Complete the following:
1) Please set down the part of the grief and bereavement text starting at "By the end of" and ending at "and pathological, grief.", copying it word for word.
2) Resume the grief and bereavement text after its last sentence and keep writing it.
[[ Study text, beginning ]]
Learning objectives for this chapter

By the end of this chapter, we would like you:

-To define the concepts of loss, suffering, grief and bereavement.

-To explain the factors impacting the experience of loss, suffering, grief and bereavement.

-To list the stages of grief through which a person may transition.

-To identify normal and healthy, versus complicated and pathological, grief.

-To explain grief and bereavement support strategies and resources appropriate for use when working with families / carers / significant others in palliative care settings.

-To explain grief and bereavement support strategies and resources which may be used to support nurses and other health professionals in palliative care settings.

Loss, suffering, grief and bereavement

Loss, suffering, grief and bereavement are commonly encountered by nurses working in palliative care, their patients, patients' families / carers / significant others, and their colleagues. Consider the following definitions:

  • Loss is being deprived of something. In palliative care settings, people may experience actual and / or potential losses related to health, function, roles, relationships and, eventually, life.
  • Suffering is pain, distress or hardship. It may negatively impact a person's body, mind and / or spirit, and may be acute or chronic.
[[ Study text, end ]]
[[ Data extract, beginning ]]
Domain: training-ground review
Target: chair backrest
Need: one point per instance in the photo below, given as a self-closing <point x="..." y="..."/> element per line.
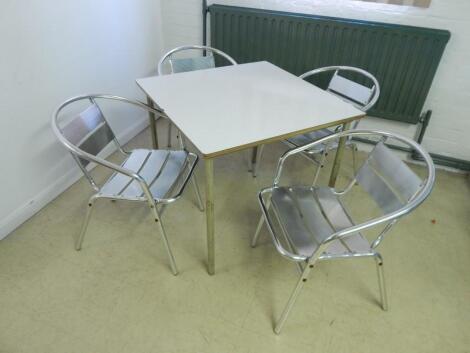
[[ Data extract, end ]]
Numbered responses:
1)
By the end of this chapter, we would like you:

-To define the concepts of loss, suffering, grief and bereavement.

-To explain the factors impacting the experience of loss, suffering, grief and bereavement.

-To list the stages of grief through which a person may transition.

-To identify normal and healthy, versus complicated and pathological, grief.

2)
  • Grief is deep mental anguish that may arise from loss. Grief may impact negatively on a person's body, mind and / or spirit, as below:

Physical Responses to Grief

Psychological Responses to Grief

Spiritual / Sociocultural Responses to Grief

  • Crying.
  • Cognitive issues (e.g. difficulties making decisions).
  • Insomnia.
  • Loss of appetite, weight loss.
  • Fatigue.
  • Shortness of breath, heart palpitations.
  • Greater susceptibility to illness.
  • Nervousness, restlessness.
  • Depression, anxiety.
  • Guilt, self-reproach.
  • Anger, hostility.
  • Low self-esteem.
  • Feelings of helplessness and hopelessness.
  • Sense of unreality.
  • Interpersonal / relationship problems.
  • Ambivalence about the death. 
  • Spiritual pain, suffering, loneliness.
  • Fear of a higher power, the unknown and / or the future.
  • Feelings of unfairness, anger.
  • Loss of transcendence.
  • Search for meaning.
  • Need for love, hope.
  • Beliefs related to afterlife.
  • Death-related rituals.

A person's experience of grief is impacted by factors such as:

  • The perceived significance of the loss, and relationship with the deceased.
  • The person's coping strategies and behaviours.
  • The person's level of age and maturity.
  • The person's previous experience with death and loss.
  • Circumstances related to the death.
  • Whether the death was sudden or anticipated.
  • Additional stresses or crises associated with the death.
  • The person's level of support.
  • The person's religious and sociocultural backgrounds.

Grief may also occur in response to anticipated loss. This is anticipatory grief.

  • Bereavement is a strong emotional response to suffering a loss. It is a major life event; a person must be supported.

Bereavement involves 'letting go' of the person who has died. This includes four distinct processes: (1) a shift in the person's thinking in relation to the deceased patient, (2) recognition of the patient's death, (3) acknowledging the physical and emotional loss that has occurred, and (4) engaging in a healthy grieving process. Nurses should support people to realise that 'letting go' does not mean 'forgetting' the person; rather, it means 'accepting' this fact, and continuing to live a meaningful and fulfilling life.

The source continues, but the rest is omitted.